▸ Excerpted passage
----
Lying only 13 to 21 mi inland from the Pacific Ocean, this mountain range rises out of the coastal plain of San Diego and Tijuana until it reaches a maximum height of 3,568 ft on the summit of Otay Mountain. On the western side of the mountain lies Lower Otay Lake and Otay Mesa, with Richard J. Donovan Correctional Facility and other detention centers and law enforcement properties lying on the southwest slope of the mountain. On the eastern flank, Mine Canyon and Marron Valley separate the San Ysidro Mountains from Tecate Peak (Kuuchamaa).

=== Cerro San Isidro ===
The Cerro San Isidro, located in Tijuana, is separated from the rest of the range by the border fence and the Rio Alamar, and forms the southern portion of the mountains. The summit of the Cerro San Isidro reaches approximately 2,750 ft, and supports many of the same endemic and rare plants found on Otay Mountain. A colonia of Tijuana, Valle Imperial, stretches across the western slope of the mountain.

On December 31, 2014, a rare snowfall event blanketed the Cerro San Isidro after low temperatures of 4 C.
----
[Entries from a data collection]
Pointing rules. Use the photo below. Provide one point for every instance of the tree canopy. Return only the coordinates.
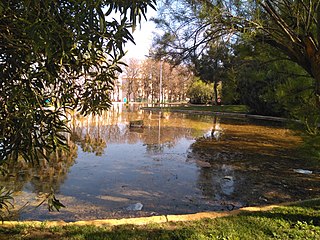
(290, 26)
(57, 56)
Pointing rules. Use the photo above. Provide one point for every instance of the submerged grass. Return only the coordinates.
(300, 221)
(223, 108)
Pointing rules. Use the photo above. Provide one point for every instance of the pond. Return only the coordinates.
(175, 164)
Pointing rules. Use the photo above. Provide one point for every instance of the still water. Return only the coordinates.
(176, 164)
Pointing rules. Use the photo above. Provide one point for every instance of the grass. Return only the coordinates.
(224, 108)
(301, 221)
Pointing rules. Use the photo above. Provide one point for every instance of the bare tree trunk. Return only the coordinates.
(215, 93)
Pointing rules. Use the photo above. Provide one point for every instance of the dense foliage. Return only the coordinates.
(258, 75)
(57, 56)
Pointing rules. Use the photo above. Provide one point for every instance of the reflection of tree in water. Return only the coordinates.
(93, 133)
(43, 176)
(216, 177)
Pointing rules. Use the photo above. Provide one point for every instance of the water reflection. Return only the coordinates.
(175, 164)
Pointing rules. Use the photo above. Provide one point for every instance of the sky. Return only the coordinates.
(143, 38)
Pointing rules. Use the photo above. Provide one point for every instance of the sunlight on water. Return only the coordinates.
(175, 164)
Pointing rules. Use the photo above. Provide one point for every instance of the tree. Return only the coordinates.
(290, 26)
(200, 92)
(132, 78)
(57, 56)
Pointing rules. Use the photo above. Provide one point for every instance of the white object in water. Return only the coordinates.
(302, 171)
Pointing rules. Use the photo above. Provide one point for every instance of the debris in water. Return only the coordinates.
(135, 207)
(302, 171)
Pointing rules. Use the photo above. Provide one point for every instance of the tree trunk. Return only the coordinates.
(215, 92)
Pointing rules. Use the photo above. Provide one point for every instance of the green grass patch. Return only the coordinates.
(301, 221)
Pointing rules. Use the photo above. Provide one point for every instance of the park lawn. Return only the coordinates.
(299, 221)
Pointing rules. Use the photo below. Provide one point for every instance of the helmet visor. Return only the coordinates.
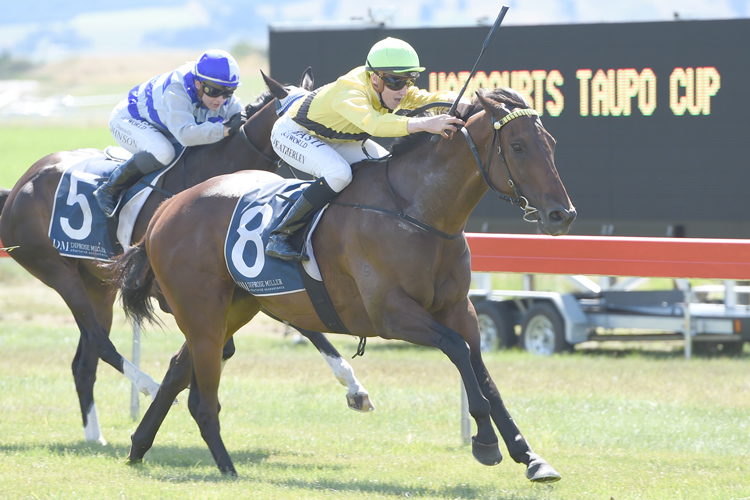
(212, 89)
(395, 82)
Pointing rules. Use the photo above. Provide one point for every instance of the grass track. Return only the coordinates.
(622, 425)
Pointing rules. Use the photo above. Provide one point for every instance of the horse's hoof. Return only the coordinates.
(360, 402)
(486, 454)
(539, 471)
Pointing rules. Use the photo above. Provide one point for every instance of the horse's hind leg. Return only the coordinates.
(175, 380)
(357, 396)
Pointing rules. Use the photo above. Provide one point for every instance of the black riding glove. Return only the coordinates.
(235, 122)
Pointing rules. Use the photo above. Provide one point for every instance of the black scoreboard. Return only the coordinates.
(652, 120)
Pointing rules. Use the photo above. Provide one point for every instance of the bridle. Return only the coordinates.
(531, 214)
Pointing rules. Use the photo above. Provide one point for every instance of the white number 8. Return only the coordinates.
(251, 235)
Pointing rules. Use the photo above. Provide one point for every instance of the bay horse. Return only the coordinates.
(83, 284)
(391, 251)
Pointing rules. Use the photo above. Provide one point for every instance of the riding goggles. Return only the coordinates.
(213, 90)
(396, 82)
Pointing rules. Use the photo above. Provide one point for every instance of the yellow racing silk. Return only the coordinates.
(349, 109)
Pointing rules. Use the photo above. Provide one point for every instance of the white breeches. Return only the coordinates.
(138, 135)
(318, 157)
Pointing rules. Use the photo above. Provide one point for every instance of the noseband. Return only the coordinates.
(531, 214)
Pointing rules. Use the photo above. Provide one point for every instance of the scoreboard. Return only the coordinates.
(652, 120)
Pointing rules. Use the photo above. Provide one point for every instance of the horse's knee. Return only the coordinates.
(229, 349)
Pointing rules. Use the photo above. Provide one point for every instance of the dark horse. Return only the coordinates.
(82, 282)
(391, 250)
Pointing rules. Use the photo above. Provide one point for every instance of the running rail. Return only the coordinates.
(722, 259)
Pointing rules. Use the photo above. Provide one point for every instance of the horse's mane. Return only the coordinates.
(501, 95)
(260, 101)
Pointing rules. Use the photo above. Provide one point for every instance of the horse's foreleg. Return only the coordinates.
(357, 396)
(537, 469)
(84, 375)
(463, 318)
(404, 319)
(175, 380)
(102, 296)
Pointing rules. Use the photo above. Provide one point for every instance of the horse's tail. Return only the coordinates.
(3, 198)
(135, 279)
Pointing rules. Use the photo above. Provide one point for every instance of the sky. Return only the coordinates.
(54, 29)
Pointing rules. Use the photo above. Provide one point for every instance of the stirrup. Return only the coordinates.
(279, 247)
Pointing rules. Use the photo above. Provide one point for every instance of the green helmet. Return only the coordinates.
(395, 56)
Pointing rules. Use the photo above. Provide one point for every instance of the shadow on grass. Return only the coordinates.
(192, 464)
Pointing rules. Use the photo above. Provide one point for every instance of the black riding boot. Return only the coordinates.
(285, 242)
(124, 176)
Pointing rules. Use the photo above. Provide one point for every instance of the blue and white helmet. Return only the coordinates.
(218, 66)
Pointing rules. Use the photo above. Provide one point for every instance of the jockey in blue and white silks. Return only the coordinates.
(192, 105)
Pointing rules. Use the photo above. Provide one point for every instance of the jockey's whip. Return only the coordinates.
(486, 44)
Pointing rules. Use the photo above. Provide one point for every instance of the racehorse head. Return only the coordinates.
(520, 160)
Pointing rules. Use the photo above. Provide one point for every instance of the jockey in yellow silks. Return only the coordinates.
(323, 133)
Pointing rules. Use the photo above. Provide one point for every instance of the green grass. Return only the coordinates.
(22, 146)
(625, 425)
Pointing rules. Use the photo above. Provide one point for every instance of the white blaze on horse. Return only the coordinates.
(390, 250)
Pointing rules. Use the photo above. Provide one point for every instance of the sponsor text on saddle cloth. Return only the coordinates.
(78, 227)
(257, 213)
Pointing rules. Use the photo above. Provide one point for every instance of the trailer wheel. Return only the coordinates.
(496, 326)
(543, 330)
(708, 348)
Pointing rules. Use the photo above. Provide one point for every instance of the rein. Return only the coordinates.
(254, 147)
(520, 200)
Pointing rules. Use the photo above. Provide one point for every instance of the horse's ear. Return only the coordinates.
(489, 105)
(275, 87)
(306, 82)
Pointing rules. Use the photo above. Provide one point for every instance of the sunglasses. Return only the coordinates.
(212, 90)
(396, 82)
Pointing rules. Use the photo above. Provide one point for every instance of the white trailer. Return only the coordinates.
(548, 322)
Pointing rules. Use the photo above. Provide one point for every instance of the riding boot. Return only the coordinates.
(286, 240)
(124, 176)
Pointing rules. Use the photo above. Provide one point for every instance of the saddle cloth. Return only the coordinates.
(78, 227)
(257, 213)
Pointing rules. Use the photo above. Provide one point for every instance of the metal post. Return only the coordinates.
(465, 418)
(688, 323)
(135, 408)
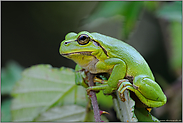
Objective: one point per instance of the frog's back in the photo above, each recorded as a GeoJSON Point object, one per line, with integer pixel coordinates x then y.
{"type": "Point", "coordinates": [136, 64]}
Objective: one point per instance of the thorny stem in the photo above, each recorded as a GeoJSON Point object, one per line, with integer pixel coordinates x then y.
{"type": "Point", "coordinates": [93, 98]}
----
▸ Task set
1. Swap "mountain range" for "mountain chain" and write out everything in the San Ysidro Mountains passage from "Lying only 13" down to "Tecate Peak (Kuuchamaa).".
2. Finish out the next part of the San Ysidro Mountains passage, picking up after its final sentence.
These entries are separate from the passage about the San Ysidro Mountains.

▸ Responses in order
1.
Lying only 13 to 21 mi inland from the Pacific Ocean, this mountain chain rises out of the coastal plain of San Diego and Tijuana until it reaches a maximum height of 3,568 ft on the summit of Otay Mountain. On the western side of the mountain lies Lower Otay Lake and Otay Mesa, with Richard J. Donovan Correctional Facility and other detention centers and law enforcement properties lying on the southwest slope of the mountain. On the eastern flank, Mine Canyon and Marron Valley separate the San Ysidro Mountains from Tecate Peak (Kuuchamaa).

2.
==Ecology==
The native vegetation of the San Ysidro Mountains represents the coastal sage scrub of the California coastal sage and chaparral ecoregion (western faces); and plants of the California montane chaparral and woodlands ecoregion (inland). The San Ysidro Mountains are one of the few locations the rare Tecate cypress (Cupressus forbesii) is found. This tree was once abundant in the higher elevations of the range as well as in its canyons. The San Ysidro Mountains were deforested of living foliage by wildfires in 2003 and 2007. Cupressus forbesii is a fire ecology dependent species, and there has been some evidence of regrowth starting.